Entries from a data source:
════════════════════

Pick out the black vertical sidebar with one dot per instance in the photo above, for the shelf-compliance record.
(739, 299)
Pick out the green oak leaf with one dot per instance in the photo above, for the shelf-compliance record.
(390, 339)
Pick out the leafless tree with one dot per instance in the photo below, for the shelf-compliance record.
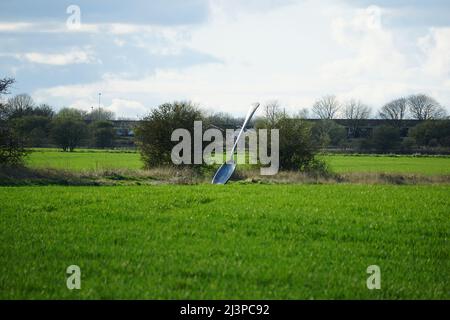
(355, 111)
(100, 114)
(395, 110)
(423, 107)
(5, 84)
(303, 113)
(273, 112)
(20, 105)
(326, 108)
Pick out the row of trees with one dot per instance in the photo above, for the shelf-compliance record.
(153, 133)
(23, 123)
(418, 107)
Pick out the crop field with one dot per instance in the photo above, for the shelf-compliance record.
(85, 159)
(101, 160)
(227, 242)
(389, 164)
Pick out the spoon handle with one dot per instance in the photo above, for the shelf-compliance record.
(250, 114)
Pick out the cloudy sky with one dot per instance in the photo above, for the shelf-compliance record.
(224, 54)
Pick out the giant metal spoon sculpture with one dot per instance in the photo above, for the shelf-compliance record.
(225, 171)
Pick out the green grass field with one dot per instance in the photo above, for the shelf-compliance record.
(389, 164)
(228, 242)
(86, 159)
(100, 160)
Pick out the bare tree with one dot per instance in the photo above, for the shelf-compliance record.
(355, 111)
(395, 111)
(326, 108)
(5, 84)
(273, 112)
(100, 114)
(423, 107)
(20, 105)
(303, 113)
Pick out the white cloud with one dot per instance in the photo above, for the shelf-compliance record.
(73, 56)
(126, 108)
(436, 47)
(294, 53)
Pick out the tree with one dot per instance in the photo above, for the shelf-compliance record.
(395, 111)
(44, 110)
(72, 113)
(386, 138)
(326, 108)
(100, 114)
(154, 132)
(432, 131)
(20, 105)
(223, 121)
(68, 129)
(423, 107)
(12, 150)
(328, 132)
(296, 149)
(103, 134)
(355, 112)
(5, 84)
(34, 129)
(273, 113)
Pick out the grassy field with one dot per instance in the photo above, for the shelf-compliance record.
(100, 160)
(83, 160)
(236, 241)
(389, 164)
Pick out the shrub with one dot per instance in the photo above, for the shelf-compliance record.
(68, 133)
(12, 146)
(432, 133)
(154, 132)
(103, 134)
(297, 151)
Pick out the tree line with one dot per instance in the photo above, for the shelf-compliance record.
(23, 123)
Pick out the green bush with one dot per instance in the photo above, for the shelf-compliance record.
(154, 132)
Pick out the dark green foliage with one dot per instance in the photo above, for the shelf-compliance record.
(154, 132)
(328, 133)
(296, 147)
(67, 133)
(432, 133)
(103, 134)
(12, 146)
(34, 129)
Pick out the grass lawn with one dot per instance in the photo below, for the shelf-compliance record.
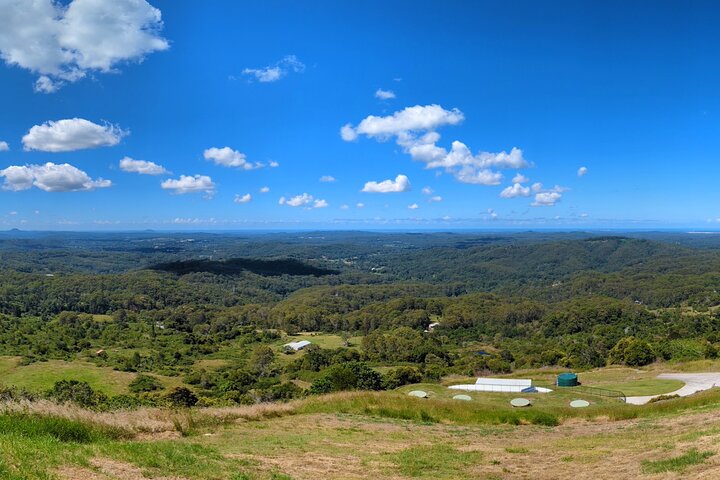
(42, 376)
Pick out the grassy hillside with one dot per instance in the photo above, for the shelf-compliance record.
(360, 435)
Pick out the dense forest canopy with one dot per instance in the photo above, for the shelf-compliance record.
(164, 303)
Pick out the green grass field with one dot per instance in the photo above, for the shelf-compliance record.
(365, 435)
(41, 376)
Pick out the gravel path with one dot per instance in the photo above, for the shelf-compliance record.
(694, 382)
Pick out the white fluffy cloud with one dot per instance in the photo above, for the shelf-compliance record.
(273, 73)
(304, 200)
(243, 198)
(515, 190)
(384, 94)
(143, 167)
(190, 184)
(414, 129)
(546, 197)
(71, 134)
(64, 43)
(400, 184)
(411, 119)
(50, 177)
(520, 178)
(227, 157)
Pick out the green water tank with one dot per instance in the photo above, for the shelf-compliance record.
(567, 380)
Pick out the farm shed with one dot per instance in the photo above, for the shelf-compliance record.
(497, 385)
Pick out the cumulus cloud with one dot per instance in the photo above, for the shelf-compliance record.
(243, 198)
(546, 197)
(515, 190)
(410, 119)
(520, 178)
(190, 184)
(303, 200)
(400, 184)
(64, 43)
(384, 94)
(50, 177)
(414, 129)
(227, 157)
(273, 73)
(143, 167)
(71, 134)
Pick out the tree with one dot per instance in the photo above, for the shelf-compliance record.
(632, 352)
(182, 397)
(348, 376)
(402, 376)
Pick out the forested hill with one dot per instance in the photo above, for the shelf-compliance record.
(517, 264)
(236, 266)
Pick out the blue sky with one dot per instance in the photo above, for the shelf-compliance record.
(627, 90)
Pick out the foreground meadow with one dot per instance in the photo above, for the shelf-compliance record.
(364, 435)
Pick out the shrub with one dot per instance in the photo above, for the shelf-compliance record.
(182, 397)
(402, 376)
(632, 352)
(144, 383)
(347, 376)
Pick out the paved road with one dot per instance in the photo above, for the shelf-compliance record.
(694, 382)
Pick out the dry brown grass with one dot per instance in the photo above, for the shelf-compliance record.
(151, 422)
(106, 469)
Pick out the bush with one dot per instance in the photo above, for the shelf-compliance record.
(402, 376)
(347, 376)
(182, 397)
(144, 383)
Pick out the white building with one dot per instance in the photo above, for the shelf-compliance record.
(507, 385)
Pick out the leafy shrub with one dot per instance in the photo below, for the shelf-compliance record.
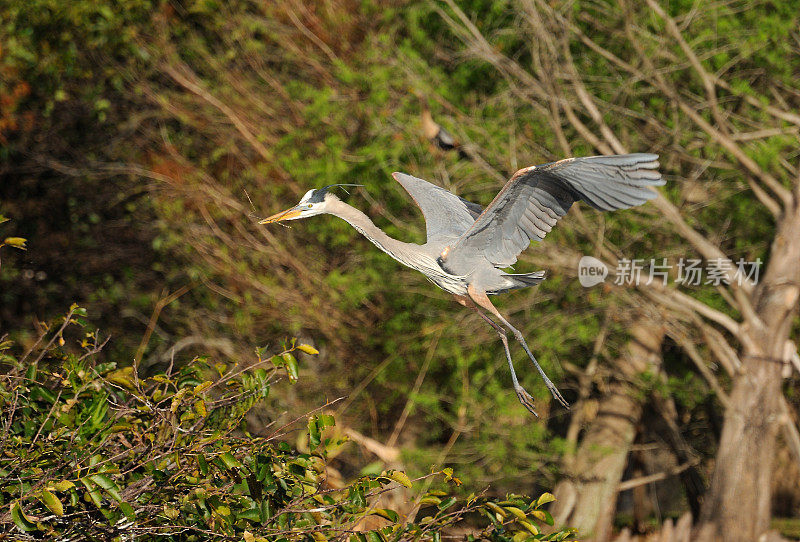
(92, 451)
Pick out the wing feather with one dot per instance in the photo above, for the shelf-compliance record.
(532, 202)
(447, 216)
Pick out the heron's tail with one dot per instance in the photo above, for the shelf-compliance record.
(523, 280)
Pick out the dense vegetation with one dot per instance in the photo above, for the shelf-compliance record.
(140, 141)
(94, 452)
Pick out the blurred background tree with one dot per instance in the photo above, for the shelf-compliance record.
(136, 136)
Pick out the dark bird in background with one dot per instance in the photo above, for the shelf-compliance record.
(468, 248)
(437, 135)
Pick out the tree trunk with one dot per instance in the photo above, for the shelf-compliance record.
(587, 498)
(737, 505)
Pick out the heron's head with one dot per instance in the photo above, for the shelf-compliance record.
(311, 204)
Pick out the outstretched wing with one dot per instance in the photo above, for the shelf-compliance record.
(535, 198)
(446, 215)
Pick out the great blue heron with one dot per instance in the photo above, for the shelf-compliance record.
(469, 247)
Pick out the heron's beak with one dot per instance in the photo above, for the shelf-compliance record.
(288, 214)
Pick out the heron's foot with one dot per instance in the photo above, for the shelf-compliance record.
(526, 399)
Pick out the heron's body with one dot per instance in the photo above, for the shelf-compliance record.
(468, 247)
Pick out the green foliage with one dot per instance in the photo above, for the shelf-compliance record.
(93, 450)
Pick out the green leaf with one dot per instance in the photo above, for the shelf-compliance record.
(544, 498)
(398, 476)
(529, 526)
(16, 242)
(63, 485)
(52, 502)
(108, 484)
(291, 366)
(230, 461)
(20, 519)
(127, 509)
(542, 515)
(308, 349)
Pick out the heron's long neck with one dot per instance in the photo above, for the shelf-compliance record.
(400, 251)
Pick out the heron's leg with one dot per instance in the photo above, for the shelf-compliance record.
(524, 397)
(483, 300)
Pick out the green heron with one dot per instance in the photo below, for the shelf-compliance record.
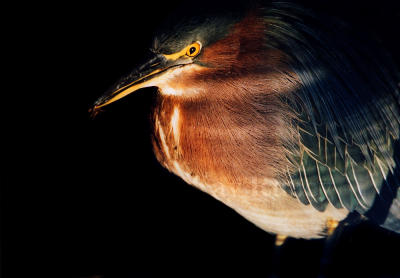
(289, 117)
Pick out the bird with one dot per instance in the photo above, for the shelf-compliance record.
(290, 117)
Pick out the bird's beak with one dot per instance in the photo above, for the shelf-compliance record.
(144, 76)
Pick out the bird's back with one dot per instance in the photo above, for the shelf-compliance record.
(348, 116)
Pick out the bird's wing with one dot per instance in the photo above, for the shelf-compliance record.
(348, 110)
(339, 173)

════════════════════

> _SHORT TASK_
Give the full listing above as a two-column CSV with the columns "instruction" and "answer", using one row per instruction. Put each instruction and its answer in a single quoted field with line breaks replaced by spaces, and leave the pictures out.

> _EXERCISE RESULT_
instruction,answer
"Pick out the black vertical sidebar with one dot per instance in the photo above, for the shelf-compliance record.","(739, 299)"
"Pick out the green oak leaf with one dot per instance in the photo above, for the shelf-compliance record.","(390, 339)"
"Pick out the leafless tree with one dot per instance in the photo below, for the shelf-compliance record.","(355, 111) (100, 114) (395, 110) (423, 107) (5, 84) (303, 113) (273, 112) (20, 105) (326, 108)"
"Pick out the row of trees with one dot per instance in the photo above, for the shelf-compliance record.","(153, 133) (23, 123) (418, 107)"
"Pick out the crop field with one dot per instance in the photo above, for the shelf-compliance record.","(85, 159) (101, 160) (227, 242) (389, 164)"
"Pick out the spoon handle with one dot per instance in the photo above, for the shelf-compliance record.","(250, 114)"
"Pick out the cloudy sky with one dot per instance in the photo above, for the shelf-compliance record.","(224, 54)"
"Pick out the giant metal spoon sculpture with one dot per instance in the photo above, for the shelf-compliance record.","(225, 171)"
"Pick out the green grass field with one dot per instance in the photo above, for the shelf-compliance record.","(389, 164) (228, 242) (86, 159) (100, 160)"
"Pick out the bare tree with one dot per instance in the photo above, for the shelf-compliance record.","(355, 111) (395, 111) (326, 108) (5, 84) (273, 112) (100, 114) (423, 107) (20, 105) (303, 113)"
"Pick out the white cloud with one dot per instance in the photo above, for the shelf-compliance record.","(73, 56) (126, 108) (436, 47) (294, 53)"
"Pick out the tree with one dot per instance in the photo above, for the shelf-compliance record.","(395, 111) (44, 110) (72, 113) (386, 138) (326, 108) (100, 114) (154, 132) (432, 131) (20, 105) (223, 121) (68, 129) (423, 107) (12, 150) (328, 132) (296, 149) (103, 134) (355, 112) (5, 84) (34, 129) (273, 113)"
"Pick out the grassy field with one dot per instance in the photo above, for the shelf-compliance record.","(100, 160) (83, 160) (236, 241) (389, 164)"
"Pick out the shrub with one dot per instance in the photo above, for the shelf-compliance record.","(68, 133) (12, 146) (432, 133) (154, 132) (103, 134) (297, 151)"
"Pick out the tree line with one dot per instance in the photo above, for the shelf-compliance record.","(23, 123)"
"Pick out the green bush with one dot per instance in the photo above, for the shelf-compliance record.","(154, 132)"
"Pick out the dark green foliage with one dot per instance in the photo above, for the shelf-compliance record.","(154, 132) (328, 133) (296, 147) (67, 133) (432, 133) (103, 134) (12, 146) (34, 129)"
"Pick out the grass lawn with one dot per instance in the photo below, for the shelf-compliance record.","(42, 376)"
"Pick out the grassy hillside with one dot per instance in the photo above, for the shelf-compliance record.","(360, 435)"
"Pick out the dense forest canopy with one dot per instance in the photo above, for the shelf-compliance record.","(164, 303)"
"Pick out the green grass field with one dot per instance in the photo above, for the shelf-compliance record.","(365, 435) (41, 376)"
"Pick out the gravel path with one dot per instance in the photo above, for the shelf-compliance record.","(694, 382)"
"Pick out the white fluffy cloud with one dot per instance in the photo above, for the shelf-compliance record.","(273, 73) (304, 200) (243, 198) (515, 190) (384, 94) (143, 167) (190, 184) (414, 129) (546, 197) (71, 134) (64, 43) (400, 184) (411, 119) (50, 177) (520, 178) (227, 157)"
"Pick out the green water tank with one dot per instance in the photo above, for the shelf-compliance record.","(567, 380)"
"Pick out the farm shed with one dot per instance in the photo above, for the shelf-compliance record.","(497, 385)"
"Pick out the cumulus cloud with one dot per instance in the photo above, for the shelf-compliance record.","(243, 198) (546, 197) (515, 190) (410, 119) (520, 178) (190, 184) (303, 200) (400, 184) (64, 43) (384, 94) (50, 177) (414, 129) (227, 157) (273, 73) (143, 167) (71, 134)"
"Pick out the tree with one dot per instance in the photo above, for the shelf-compliance record.","(632, 352) (182, 397) (348, 376) (402, 376)"
"Pick out the forested hill with one dot per instance in the photo above, for the shelf-compliance record.","(517, 264) (236, 266)"
"Pick out the blue sky with one dot per instance in the photo above, for the shelf-compliance record.","(627, 90)"
"Pick out the foreground meadow with one dot per instance in the photo above, for the shelf-compliance record.","(364, 435)"
"Pick out the shrub with one dot per instance in the photo above, for the shelf-compliance record.","(182, 397) (402, 376) (632, 352) (144, 383) (347, 376)"
"Pick out the paved road with one dot per instance in the photo above, for the shelf-compliance record.","(694, 382)"
"Pick out the dry brown grass with one dot per instance in the photo above, for the shelf-compliance record.","(151, 422) (106, 469)"
"Pick out the bush with one dot per instance in the photo above, for the shelf-compliance record.","(402, 376) (347, 376) (182, 397) (144, 383)"
"Pick out the white building with one dot per instance in the photo above, for the shelf-compliance record.","(507, 385)"
"Pick out the leafy shrub with one dot per instance in the photo below, for the shelf-compliance record.","(92, 451)"
"Pick out the wing feather with one dot per instance in the photo above, for the shelf-compliance record.","(532, 202) (447, 216)"
"Pick out the heron's tail with one dot per instance in the photo above, for the shelf-compliance record.","(523, 280)"
"Pick out the dense vegetation with one dot per instance in the photo above, for the shelf-compliance record.","(140, 141) (94, 452)"
"Pick out the blurred background tree with one dot per instance in the photo above, for the shelf-compliance record.","(136, 136)"
"Pick out the dark bird in background with one dot per instance in the photo above, for the shelf-compliance record.","(468, 248) (437, 135)"
"Pick out the tree trunk with one dot per instance in the photo above, for the shelf-compliance record.","(587, 498) (737, 505)"
"Pick out the heron's head with one dot per instance in the photo above, for the shelf-compliance record.","(311, 204)"
"Pick out the outstretched wing with one dot per instance in the photo above, for the shelf-compliance record.","(535, 198) (446, 215)"
"Pick out the great blue heron with one dot per instance in the photo above, for the shelf-compliance record.","(469, 247)"
"Pick out the heron's beak with one dot per instance in the photo above, for the shelf-compliance record.","(288, 214)"
"Pick out the heron's foot with one dot per instance in the photo above, for the shelf-compliance record.","(526, 399)"
"Pick out the heron's body with one dot per instance in the photo above, for the shelf-compliance record.","(468, 247)"
"Pick out the green foliage with one dot per instance in the photo above, for the shelf-compliance record.","(93, 450)"
"Pick out the green leaf with one dot per instance in the photo above, for the shelf-compliance record.","(544, 498) (398, 476) (529, 526) (16, 242) (63, 485) (52, 502) (108, 484) (291, 366) (230, 461) (20, 519) (127, 509) (542, 515) (308, 349)"
"Pick out the heron's long neck with one dot per instance in the photo above, for the shelf-compliance record.","(400, 251)"
"Pick out the heron's leg with one dot per instance in the photo above, for the shelf-compliance record.","(524, 397) (483, 300)"
"Pick out the green heron with one dot per instance in the photo below, for the shelf-compliance record.","(289, 117)"
"Pick out the bird with one dot per instance in the photo above, for the shelf-compliance record.","(290, 117)"
"Pick out the bird's beak with one dot per instance in the photo above, for the shelf-compliance record.","(144, 76)"
"Pick out the bird's back with one dot per instance in the photo above, for the shelf-compliance record.","(348, 116)"
"Pick out the bird's wing with one dot per instance in the photo above, for the shelf-compliance record.","(348, 110) (339, 173)"